SELECTED EXCERPT:
-.-.-

Scientists have successfully completed their operation in transplanting human nerve cells into rat brains, resulting in a major breakthrough in medical research.
Human cell pieces took hold inside of the animal brains, attached themselves to the rat's blood supplies, and finally squeezed into the hybrid circuits of the rat brain, enabling them to detect whisker movement patterns and alter the organisms' behavior.
According to Arnold Kriegstein, a developmental neuroscientist at the University of California, San Francisco, the connections between the human and rat cells “demonstrate more substantial integration of the transplanted neurons”, and that “This is a significant advance”, showcasing hope in conducting human to animal transplantation experiments.
The primary objective of this scientific experiment was to uncover new information on debilitating mental and neurological disorders like epilepsy, neuromuscular disorders, cerebral palsy, and even schizophrenia.
“Psychiatric disorders are a huge burden on society and it is very, very clear that we need better models for studying them,” says Sergiu Pasca, a professor of psychiatry at Stanford University. “We see patients and patients’ families that are desperate. There is no time to waste.”

-.-.-

Reproduce the rat brain transplant article word for word from "Human cell pieces" to "the organisms' behavior.".

INFORMATION PROVIDED:
-.-.-

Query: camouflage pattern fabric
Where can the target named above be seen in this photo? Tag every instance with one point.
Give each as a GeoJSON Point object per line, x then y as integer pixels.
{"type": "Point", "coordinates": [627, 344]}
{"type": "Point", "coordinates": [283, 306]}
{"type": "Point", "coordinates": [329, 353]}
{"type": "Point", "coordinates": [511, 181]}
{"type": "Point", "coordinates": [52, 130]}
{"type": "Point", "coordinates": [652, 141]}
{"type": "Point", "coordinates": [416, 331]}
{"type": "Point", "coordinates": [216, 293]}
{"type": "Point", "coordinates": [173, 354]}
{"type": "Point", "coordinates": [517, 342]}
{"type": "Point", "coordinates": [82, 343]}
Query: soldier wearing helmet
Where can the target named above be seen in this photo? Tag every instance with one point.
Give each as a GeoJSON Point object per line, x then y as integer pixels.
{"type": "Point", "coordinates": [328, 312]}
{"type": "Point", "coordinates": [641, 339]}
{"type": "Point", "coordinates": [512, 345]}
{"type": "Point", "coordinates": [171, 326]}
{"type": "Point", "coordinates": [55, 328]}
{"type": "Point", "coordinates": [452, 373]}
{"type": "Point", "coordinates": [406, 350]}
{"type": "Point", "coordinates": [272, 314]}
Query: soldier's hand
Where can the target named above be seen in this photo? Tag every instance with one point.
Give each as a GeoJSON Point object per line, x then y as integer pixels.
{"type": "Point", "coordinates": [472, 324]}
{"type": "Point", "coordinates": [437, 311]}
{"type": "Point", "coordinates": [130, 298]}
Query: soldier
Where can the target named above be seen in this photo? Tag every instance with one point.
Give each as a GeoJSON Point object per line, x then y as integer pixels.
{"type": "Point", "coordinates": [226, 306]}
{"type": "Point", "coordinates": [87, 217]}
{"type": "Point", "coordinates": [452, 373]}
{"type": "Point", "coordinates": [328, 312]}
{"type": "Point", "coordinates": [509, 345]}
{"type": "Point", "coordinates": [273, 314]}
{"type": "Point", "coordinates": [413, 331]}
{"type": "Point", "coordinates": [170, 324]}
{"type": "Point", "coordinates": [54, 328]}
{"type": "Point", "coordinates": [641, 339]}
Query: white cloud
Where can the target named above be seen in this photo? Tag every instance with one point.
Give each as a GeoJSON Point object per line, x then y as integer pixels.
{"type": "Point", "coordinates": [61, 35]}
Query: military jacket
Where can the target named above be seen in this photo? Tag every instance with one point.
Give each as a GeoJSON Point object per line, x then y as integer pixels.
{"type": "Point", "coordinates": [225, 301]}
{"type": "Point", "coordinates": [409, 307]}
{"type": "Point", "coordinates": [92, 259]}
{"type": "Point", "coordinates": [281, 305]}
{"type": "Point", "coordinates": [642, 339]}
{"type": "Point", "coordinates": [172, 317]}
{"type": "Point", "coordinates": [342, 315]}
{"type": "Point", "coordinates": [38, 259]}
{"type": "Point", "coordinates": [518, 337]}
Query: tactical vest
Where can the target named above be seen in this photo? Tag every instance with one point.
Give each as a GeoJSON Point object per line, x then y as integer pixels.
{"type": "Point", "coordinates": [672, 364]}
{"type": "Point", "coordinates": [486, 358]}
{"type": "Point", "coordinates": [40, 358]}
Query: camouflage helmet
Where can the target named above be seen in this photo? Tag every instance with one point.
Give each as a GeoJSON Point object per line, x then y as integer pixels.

-.-.-

RESPONSE BOX:
Human cell pieces took hold inside of the animal brains, attached themselves to the rat's blood supplies, and finally squeezed into the hybrid circuits of the rat brain, enabling them to detect whisker movement patterns and alter the organisms' behavior.